Written tasks
1. Reproduce word for word the part of the mailing-list exchange starting at "On Mon, Jul" and ending at "are 32 bit.".
2. Summarize the mailing-list exchange in two sentences.

Selected excerpt

-*-

On the other hand, this sort of post is a very good reason to keep
yoshimi-devel around :-)  I am very interested in posts like this because
they have bearing on my hardware choices et cetera, but a lot of less-savvy
users may find themselves baffled a bit.

J.E.B.

On Mon, Jul 20, 2015 at 6:28 PM, Will Godfrey <willgodf...@musically.me.uk>
wrote:

> OK, I think I've got it sorted now, but it took some head scratching.
>
> When Paul first wrote Zyn, the vast majority of sound chipsets were 16 bit,
> with a smattering of 8 bit ones still around. However things move on, and
> almost all modern ones are 24 bit. But, ALSA doesn't look at the card. It
> looks
> at the *driver*, and it seems that modern drivers are 32 bit.

-*-

Dataset excerpt
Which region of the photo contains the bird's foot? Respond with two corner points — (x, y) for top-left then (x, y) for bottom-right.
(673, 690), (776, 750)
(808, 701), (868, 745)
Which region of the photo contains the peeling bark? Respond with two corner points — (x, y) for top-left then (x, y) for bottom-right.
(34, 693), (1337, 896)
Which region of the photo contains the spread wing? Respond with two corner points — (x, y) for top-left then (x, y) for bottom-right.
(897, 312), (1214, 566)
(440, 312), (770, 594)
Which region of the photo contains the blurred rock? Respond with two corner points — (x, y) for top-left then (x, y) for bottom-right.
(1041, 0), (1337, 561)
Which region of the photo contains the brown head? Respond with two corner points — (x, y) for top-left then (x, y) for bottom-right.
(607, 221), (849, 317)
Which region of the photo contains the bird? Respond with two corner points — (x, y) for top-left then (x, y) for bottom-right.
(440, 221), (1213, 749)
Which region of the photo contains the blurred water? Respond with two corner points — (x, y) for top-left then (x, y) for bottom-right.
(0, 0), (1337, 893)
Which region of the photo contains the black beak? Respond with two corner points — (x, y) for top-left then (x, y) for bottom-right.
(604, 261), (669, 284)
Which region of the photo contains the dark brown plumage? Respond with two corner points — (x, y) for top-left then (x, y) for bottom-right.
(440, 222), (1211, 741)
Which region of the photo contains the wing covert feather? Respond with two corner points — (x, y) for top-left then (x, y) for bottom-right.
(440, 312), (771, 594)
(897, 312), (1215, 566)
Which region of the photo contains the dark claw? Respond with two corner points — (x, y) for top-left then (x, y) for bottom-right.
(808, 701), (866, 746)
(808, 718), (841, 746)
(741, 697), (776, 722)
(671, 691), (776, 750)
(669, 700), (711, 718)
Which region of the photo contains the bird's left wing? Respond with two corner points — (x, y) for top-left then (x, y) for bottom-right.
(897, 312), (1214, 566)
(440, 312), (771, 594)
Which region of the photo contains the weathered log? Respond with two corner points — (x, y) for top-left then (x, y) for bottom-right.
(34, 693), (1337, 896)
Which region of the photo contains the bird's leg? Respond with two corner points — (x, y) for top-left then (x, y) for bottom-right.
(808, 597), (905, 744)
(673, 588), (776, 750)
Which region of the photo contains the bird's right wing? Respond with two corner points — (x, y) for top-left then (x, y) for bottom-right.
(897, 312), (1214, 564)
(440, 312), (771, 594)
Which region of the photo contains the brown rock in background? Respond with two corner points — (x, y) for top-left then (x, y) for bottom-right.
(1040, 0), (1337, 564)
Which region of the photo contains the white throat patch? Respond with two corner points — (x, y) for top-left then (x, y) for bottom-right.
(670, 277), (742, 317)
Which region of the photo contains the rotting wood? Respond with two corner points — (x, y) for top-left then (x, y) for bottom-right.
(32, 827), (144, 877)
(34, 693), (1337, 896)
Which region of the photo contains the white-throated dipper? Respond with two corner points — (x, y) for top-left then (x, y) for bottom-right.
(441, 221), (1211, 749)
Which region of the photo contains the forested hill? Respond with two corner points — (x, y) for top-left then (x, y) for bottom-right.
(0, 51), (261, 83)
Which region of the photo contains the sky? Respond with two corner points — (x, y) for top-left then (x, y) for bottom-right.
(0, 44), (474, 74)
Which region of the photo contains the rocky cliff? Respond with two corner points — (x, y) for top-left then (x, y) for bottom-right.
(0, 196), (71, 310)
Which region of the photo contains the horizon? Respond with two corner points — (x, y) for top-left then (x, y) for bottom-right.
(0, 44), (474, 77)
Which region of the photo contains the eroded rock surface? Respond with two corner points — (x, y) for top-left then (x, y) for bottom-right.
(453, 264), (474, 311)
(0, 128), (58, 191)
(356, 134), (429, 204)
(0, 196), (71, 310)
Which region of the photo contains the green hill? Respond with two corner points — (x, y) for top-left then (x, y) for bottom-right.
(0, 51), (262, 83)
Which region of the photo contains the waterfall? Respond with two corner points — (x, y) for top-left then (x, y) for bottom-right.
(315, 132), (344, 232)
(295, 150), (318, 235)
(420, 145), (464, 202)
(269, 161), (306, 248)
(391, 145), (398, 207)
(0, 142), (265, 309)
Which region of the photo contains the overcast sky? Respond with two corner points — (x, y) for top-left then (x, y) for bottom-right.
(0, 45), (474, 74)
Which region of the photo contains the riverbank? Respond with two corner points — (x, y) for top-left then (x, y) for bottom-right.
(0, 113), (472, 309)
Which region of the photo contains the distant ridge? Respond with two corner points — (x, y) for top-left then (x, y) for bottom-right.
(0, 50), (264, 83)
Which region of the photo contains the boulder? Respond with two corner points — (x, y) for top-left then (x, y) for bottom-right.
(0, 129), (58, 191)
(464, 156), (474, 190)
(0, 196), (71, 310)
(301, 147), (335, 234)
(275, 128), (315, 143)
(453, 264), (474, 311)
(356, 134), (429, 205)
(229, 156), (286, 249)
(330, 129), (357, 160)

-*-

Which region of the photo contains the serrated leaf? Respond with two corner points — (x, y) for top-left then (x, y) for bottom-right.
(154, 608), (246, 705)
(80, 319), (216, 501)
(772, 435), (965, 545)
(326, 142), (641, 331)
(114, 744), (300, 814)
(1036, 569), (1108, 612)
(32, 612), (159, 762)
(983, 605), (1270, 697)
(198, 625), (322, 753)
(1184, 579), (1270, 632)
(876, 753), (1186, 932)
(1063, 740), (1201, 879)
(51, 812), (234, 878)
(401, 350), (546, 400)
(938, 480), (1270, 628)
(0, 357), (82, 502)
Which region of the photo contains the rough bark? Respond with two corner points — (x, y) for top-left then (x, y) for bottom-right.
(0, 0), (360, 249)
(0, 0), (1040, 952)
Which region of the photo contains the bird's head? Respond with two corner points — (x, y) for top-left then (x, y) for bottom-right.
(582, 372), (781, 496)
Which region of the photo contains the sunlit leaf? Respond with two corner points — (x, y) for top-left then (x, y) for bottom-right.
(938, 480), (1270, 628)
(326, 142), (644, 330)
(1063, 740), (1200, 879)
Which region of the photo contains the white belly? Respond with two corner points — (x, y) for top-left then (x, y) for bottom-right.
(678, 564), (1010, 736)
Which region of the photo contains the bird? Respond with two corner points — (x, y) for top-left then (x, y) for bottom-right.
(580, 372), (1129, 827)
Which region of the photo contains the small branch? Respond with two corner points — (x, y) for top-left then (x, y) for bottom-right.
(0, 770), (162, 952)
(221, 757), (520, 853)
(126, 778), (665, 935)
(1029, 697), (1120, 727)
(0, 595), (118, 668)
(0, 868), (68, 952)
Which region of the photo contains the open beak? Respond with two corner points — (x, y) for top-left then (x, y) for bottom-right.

-*-

Task-by-task solutions
1.
On Mon, Jul 20, 2015 at 6:28 PM, Will Godfrey <willgodf...@musically.me.uk>
wrote:

> OK, I think I've got it sorted now, but it took some head scratching.
>
> When Paul first wrote Zyn, the vast majority of sound chipsets were 16 bit,
> with a smattering of 8 bit ones still around. However things move on, and
> almost all modern ones are 24 bit. But, ALSA doesn't look at the card. It
> looks
> at the *driver*, and it seems that modern drivers are 32 bit.

2. J.E.B. says that posts like this are a good reason to keep yoshimi-devel around, since they bear on hardware choices, though less-savvy users may be somewhat baffled. In the quoted message, Will Godfrey explains that most sound chipsets were 16 bit when Paul first wrote Zyn and almost all modern ones are 24 bit, but ALSA looks at the driver rather than the card, and modern drivers seem to be 32 bit.